--- Task brief ---
Only one stretch of the records below should be repeated. It starts with the line containing "Target: terracotta plastic pot" and goes on through the line containing "the white wall", exactly as written.

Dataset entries
- - - - - - -
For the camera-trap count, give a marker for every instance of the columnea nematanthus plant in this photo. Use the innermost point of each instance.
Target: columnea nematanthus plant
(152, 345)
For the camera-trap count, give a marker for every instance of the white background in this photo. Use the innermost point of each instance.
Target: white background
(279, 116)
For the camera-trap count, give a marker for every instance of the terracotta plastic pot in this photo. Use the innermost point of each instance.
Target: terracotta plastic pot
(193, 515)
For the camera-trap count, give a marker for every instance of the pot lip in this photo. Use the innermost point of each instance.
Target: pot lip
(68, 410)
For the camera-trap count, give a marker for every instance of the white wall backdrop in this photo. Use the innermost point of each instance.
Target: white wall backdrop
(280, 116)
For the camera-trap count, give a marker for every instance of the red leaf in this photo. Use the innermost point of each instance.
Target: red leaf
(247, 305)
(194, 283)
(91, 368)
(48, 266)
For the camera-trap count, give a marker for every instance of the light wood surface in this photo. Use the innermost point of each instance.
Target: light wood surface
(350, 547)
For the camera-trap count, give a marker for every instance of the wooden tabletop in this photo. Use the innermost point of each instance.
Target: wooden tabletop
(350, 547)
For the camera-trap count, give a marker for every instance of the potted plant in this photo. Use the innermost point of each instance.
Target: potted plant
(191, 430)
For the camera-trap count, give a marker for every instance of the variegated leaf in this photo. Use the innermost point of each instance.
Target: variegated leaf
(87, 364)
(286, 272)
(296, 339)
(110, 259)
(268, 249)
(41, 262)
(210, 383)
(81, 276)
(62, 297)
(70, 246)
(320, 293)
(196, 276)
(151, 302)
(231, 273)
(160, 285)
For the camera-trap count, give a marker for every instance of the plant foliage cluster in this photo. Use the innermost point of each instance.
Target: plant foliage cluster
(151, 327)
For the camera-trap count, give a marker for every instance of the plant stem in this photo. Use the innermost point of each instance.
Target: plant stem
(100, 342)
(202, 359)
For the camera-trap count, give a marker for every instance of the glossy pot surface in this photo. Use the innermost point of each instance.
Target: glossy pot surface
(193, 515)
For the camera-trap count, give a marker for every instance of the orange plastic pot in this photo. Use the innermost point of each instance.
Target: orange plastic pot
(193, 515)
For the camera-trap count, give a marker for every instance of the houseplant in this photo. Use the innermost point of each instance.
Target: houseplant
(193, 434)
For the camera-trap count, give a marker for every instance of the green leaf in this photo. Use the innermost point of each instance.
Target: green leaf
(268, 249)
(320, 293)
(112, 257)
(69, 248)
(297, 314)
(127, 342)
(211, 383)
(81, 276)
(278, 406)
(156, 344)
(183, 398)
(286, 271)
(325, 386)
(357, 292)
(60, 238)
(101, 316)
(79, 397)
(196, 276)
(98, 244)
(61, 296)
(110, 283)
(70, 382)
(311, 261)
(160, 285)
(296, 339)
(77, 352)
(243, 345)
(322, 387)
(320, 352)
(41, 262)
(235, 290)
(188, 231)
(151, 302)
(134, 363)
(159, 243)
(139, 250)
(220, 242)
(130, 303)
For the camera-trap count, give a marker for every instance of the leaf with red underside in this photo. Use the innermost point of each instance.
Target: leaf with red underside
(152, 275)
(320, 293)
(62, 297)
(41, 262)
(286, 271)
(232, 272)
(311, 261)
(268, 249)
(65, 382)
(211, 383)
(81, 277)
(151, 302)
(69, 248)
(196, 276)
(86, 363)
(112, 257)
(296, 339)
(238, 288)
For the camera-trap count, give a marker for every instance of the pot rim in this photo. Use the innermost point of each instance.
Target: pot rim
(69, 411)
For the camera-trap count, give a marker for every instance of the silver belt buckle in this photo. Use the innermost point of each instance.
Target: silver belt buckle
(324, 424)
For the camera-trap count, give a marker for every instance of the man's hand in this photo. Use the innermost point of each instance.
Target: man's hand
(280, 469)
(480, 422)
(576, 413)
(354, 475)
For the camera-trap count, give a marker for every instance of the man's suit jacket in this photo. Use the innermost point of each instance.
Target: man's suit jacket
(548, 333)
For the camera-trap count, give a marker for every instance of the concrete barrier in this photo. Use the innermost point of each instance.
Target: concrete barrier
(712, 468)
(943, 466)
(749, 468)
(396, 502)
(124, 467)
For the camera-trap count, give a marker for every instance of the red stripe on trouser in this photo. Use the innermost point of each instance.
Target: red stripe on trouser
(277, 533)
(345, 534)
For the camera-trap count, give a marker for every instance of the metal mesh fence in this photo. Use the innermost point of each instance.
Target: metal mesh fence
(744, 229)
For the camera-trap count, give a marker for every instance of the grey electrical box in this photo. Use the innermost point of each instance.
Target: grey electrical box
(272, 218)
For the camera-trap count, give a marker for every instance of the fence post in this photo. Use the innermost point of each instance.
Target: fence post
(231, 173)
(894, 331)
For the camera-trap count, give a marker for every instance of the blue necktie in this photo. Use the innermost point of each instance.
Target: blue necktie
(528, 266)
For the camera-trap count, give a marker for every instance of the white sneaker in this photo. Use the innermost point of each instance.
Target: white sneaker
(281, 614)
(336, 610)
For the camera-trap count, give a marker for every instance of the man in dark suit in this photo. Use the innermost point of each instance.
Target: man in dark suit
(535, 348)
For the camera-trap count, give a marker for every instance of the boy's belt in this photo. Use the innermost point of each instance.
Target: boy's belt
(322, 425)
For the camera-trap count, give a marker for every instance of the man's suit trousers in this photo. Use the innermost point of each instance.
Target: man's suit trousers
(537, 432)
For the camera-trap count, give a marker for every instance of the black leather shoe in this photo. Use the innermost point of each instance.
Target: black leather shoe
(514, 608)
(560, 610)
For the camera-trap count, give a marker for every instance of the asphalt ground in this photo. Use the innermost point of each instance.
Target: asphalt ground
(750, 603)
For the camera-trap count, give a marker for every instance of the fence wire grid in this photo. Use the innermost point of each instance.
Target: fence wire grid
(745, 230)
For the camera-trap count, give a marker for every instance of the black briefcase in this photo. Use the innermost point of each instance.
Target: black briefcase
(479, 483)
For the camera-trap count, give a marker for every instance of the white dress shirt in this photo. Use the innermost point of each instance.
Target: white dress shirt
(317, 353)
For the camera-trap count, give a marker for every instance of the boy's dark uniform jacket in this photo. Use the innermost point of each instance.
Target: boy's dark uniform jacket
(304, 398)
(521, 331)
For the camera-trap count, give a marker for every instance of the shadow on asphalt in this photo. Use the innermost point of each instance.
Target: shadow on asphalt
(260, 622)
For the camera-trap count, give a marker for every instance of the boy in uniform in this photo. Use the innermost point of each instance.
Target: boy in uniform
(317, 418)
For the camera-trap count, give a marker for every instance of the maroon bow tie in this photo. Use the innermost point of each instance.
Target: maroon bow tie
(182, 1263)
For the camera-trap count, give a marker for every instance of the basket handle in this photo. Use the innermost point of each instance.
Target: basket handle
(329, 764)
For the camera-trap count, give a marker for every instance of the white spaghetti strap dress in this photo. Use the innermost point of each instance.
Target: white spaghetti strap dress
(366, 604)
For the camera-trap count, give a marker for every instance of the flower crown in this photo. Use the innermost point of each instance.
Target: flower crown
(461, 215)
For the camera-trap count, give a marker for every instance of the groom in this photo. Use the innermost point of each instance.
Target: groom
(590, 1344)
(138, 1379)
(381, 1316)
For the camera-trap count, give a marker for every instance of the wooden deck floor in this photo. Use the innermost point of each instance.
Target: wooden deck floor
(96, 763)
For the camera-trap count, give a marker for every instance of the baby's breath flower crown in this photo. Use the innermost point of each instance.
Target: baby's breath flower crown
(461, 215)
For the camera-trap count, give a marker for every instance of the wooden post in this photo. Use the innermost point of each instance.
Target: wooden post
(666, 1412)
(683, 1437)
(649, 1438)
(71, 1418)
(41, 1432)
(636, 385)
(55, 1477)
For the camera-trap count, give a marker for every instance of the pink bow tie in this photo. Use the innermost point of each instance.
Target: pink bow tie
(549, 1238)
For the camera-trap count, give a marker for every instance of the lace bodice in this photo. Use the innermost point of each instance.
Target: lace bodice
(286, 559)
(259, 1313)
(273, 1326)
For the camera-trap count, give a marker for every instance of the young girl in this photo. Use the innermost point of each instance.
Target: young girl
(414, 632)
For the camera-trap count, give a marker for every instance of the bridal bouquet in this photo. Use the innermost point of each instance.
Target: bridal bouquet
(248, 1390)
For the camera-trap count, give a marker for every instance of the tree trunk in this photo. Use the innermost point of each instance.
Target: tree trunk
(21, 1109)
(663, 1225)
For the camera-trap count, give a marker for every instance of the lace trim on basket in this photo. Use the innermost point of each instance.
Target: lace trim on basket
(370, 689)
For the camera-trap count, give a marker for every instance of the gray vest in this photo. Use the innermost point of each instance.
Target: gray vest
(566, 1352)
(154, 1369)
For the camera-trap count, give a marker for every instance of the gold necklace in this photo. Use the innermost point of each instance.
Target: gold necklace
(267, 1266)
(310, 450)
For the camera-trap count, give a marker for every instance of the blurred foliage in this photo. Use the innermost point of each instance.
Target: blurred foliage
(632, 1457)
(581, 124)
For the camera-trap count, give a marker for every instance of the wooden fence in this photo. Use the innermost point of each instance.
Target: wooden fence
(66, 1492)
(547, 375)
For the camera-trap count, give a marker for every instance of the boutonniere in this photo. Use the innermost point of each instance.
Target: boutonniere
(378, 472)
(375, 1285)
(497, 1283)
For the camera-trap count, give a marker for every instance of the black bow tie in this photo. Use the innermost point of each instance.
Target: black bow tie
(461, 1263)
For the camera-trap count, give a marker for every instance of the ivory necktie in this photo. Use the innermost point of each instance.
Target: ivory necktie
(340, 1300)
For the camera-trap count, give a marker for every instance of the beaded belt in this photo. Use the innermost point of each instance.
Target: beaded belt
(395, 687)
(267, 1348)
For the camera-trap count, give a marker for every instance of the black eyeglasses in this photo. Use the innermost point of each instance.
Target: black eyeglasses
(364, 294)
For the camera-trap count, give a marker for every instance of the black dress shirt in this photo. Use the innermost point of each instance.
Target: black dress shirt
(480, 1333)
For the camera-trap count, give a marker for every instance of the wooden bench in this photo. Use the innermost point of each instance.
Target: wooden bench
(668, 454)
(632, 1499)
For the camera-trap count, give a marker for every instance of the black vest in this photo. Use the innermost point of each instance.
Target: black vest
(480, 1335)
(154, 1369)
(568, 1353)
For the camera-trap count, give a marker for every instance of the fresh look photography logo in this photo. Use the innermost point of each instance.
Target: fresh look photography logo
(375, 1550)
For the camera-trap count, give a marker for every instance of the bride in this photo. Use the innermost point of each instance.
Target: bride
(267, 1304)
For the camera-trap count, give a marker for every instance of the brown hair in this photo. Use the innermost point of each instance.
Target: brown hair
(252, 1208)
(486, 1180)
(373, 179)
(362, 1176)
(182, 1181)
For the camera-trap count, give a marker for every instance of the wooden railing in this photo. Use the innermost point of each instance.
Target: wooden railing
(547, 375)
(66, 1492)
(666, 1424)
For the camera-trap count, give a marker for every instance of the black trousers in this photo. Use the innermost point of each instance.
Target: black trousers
- - - - - - -
--- Solved exercise ---
Target: terracotta plastic pot
(193, 515)
For the camera-trap count, give a marker for every instance of the pot lip in this photo. Use the innermost point of each instance.
Target: pot lip
(68, 410)
For the camera-trap count, give a marker for every instance of the white wall backdrop in this photo. Use the innermost point of each instance.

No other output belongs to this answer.